Petit problème.
Compte les lignes des items ci-dessous qui contiennent la chaîne « rear », en tenant compte de la casse. Donne uniquement le nombre.

Lignes de données.
┄┄┄┄┄┄

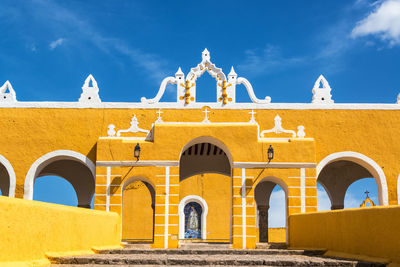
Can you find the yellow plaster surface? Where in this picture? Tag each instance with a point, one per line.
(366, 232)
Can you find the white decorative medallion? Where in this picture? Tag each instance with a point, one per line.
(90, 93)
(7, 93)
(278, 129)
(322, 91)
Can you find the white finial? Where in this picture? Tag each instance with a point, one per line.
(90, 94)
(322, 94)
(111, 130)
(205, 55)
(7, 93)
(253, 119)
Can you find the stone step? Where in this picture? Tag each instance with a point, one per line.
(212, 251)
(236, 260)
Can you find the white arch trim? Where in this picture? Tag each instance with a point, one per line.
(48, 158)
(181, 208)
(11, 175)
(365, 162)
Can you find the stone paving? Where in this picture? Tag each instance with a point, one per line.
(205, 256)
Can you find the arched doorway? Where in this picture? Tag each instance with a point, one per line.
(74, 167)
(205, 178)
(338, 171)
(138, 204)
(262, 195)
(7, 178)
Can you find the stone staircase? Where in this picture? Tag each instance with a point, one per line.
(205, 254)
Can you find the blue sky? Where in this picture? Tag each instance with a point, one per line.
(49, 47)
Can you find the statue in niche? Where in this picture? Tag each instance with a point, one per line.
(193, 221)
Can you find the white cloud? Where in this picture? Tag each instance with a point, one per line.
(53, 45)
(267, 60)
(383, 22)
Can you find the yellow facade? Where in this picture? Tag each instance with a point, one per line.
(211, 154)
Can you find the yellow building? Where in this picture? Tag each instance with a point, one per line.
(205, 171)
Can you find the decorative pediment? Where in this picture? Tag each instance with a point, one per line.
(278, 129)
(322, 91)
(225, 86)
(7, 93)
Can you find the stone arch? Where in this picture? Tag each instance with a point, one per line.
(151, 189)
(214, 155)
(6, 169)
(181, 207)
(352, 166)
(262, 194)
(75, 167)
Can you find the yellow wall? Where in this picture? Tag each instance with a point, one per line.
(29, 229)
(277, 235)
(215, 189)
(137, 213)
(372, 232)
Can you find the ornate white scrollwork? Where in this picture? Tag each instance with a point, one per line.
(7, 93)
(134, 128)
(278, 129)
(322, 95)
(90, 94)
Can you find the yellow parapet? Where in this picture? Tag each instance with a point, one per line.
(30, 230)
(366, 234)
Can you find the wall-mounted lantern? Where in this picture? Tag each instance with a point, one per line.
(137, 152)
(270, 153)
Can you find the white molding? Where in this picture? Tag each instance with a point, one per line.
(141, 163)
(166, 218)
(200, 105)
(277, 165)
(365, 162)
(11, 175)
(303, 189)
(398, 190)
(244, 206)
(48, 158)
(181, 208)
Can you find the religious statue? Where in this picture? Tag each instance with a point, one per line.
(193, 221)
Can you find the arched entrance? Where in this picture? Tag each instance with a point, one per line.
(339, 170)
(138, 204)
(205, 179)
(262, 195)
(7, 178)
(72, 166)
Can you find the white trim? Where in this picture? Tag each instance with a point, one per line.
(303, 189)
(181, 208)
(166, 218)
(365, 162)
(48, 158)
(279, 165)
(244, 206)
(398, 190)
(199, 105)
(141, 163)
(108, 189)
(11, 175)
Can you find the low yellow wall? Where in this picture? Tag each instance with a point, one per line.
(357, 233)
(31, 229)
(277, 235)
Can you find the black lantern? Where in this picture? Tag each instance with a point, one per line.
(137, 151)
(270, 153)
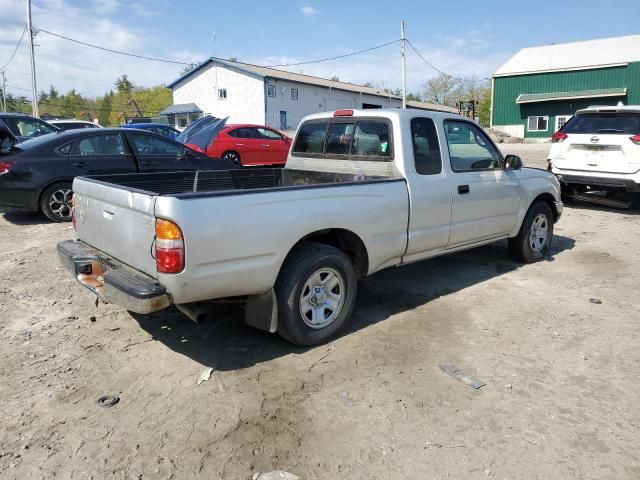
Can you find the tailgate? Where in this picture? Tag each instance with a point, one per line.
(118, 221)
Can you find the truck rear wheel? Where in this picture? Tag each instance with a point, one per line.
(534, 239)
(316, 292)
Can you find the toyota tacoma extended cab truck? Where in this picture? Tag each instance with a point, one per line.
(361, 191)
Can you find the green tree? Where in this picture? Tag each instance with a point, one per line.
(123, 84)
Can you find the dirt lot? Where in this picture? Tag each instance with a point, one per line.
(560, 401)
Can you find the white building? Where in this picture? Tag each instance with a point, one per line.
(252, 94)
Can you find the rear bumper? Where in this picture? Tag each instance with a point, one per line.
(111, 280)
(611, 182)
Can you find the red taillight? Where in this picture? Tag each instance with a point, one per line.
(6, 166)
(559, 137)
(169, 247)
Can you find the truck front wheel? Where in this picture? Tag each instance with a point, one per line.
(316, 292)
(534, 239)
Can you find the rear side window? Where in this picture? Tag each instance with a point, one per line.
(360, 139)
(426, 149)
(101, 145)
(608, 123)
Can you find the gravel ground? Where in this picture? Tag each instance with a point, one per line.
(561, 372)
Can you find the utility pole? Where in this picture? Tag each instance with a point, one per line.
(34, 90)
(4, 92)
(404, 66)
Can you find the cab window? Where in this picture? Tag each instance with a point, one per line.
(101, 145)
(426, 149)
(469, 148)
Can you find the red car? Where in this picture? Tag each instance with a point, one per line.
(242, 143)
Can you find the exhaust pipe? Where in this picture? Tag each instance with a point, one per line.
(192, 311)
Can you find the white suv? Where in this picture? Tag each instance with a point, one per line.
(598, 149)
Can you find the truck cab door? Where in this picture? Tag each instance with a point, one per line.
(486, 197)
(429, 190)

┄┄┄┄┄┄

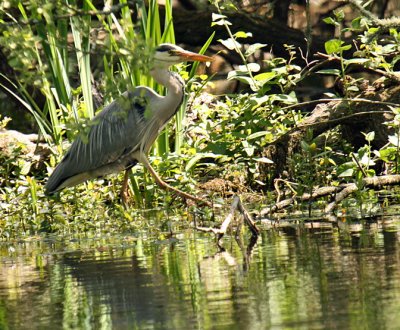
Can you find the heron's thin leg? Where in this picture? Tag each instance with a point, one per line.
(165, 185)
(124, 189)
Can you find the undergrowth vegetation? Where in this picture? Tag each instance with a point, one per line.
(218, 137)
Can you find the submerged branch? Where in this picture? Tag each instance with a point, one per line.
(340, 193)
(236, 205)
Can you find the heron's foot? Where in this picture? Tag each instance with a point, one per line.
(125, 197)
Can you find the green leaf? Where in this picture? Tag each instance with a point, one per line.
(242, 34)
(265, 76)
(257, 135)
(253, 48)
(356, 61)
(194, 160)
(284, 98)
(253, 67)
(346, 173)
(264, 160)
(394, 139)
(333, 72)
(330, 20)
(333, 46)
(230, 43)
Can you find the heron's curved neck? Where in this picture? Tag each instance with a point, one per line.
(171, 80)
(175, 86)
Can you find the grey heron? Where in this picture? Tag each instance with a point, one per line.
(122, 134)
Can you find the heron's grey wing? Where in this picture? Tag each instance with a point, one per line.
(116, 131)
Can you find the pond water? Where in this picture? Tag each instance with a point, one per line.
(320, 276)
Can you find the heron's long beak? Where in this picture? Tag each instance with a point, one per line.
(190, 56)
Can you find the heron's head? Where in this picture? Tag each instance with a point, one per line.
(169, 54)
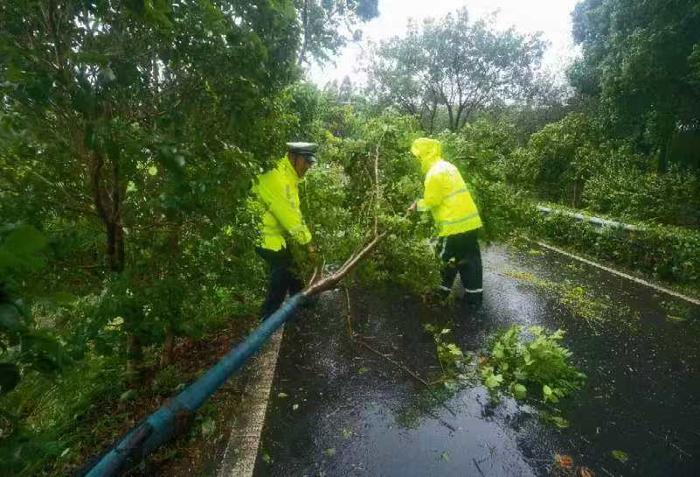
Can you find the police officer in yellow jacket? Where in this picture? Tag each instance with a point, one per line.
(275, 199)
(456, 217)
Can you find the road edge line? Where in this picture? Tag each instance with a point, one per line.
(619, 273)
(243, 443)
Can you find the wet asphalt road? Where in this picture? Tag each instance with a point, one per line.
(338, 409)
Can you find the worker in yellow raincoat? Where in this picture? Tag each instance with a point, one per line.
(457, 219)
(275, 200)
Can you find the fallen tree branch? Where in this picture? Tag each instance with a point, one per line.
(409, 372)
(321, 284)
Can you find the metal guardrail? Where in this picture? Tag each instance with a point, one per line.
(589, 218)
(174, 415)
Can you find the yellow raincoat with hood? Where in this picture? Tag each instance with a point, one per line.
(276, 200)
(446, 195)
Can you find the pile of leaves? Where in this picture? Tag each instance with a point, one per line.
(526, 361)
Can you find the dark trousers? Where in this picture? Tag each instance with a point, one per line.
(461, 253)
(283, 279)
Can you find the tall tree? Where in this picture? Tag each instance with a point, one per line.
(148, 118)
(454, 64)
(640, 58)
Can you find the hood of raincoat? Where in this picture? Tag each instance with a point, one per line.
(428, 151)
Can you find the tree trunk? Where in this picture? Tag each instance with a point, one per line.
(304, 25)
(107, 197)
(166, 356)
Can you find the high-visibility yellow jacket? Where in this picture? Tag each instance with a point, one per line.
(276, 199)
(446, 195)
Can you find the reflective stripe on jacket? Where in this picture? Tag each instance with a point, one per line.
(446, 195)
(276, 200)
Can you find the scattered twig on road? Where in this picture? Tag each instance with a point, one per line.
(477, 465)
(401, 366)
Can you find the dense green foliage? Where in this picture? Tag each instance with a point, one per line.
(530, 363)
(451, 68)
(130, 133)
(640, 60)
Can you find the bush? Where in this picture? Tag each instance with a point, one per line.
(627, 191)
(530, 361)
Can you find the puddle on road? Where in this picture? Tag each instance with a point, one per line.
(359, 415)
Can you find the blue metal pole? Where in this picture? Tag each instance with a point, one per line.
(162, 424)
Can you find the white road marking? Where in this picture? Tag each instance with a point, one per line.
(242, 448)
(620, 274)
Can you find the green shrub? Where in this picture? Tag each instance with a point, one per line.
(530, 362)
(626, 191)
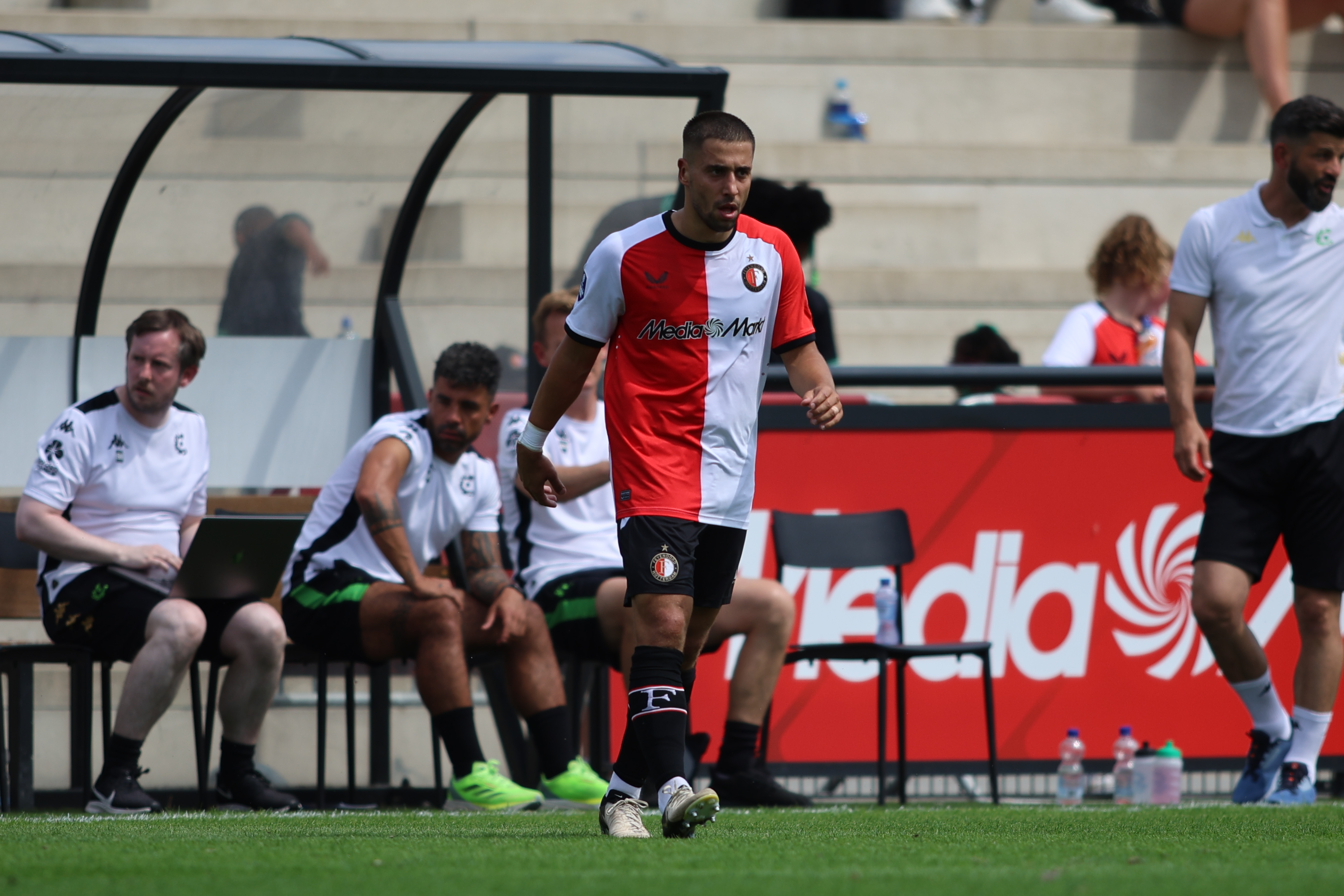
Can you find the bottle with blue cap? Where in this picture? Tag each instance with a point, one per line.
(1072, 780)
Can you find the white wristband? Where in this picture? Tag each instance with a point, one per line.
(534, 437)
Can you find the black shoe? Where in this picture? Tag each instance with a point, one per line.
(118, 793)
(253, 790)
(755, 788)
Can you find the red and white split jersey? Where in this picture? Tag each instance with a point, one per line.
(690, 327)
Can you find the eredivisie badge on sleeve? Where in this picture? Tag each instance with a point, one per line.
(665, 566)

┄┄┄┄┄┄

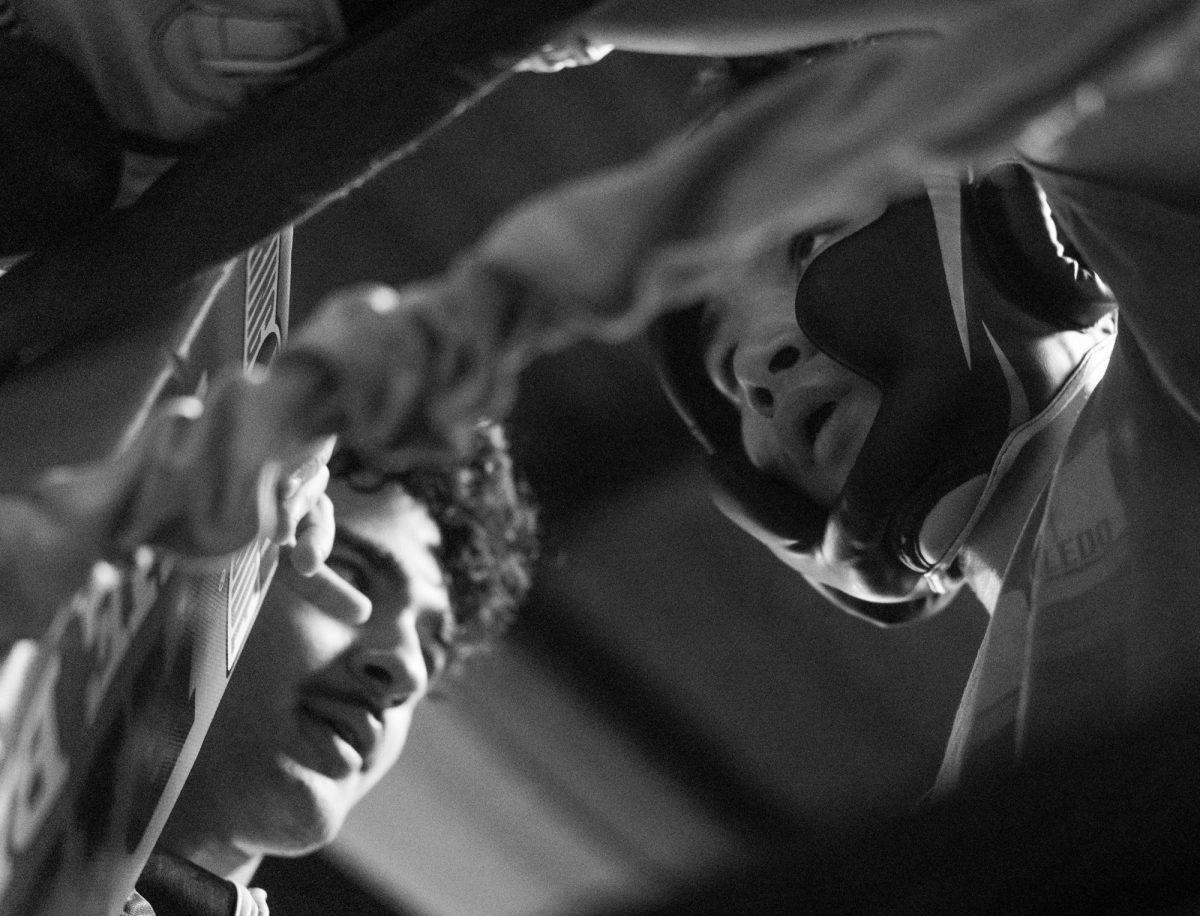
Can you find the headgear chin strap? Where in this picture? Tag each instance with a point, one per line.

┄┄┄┄┄┄

Corrigé.
3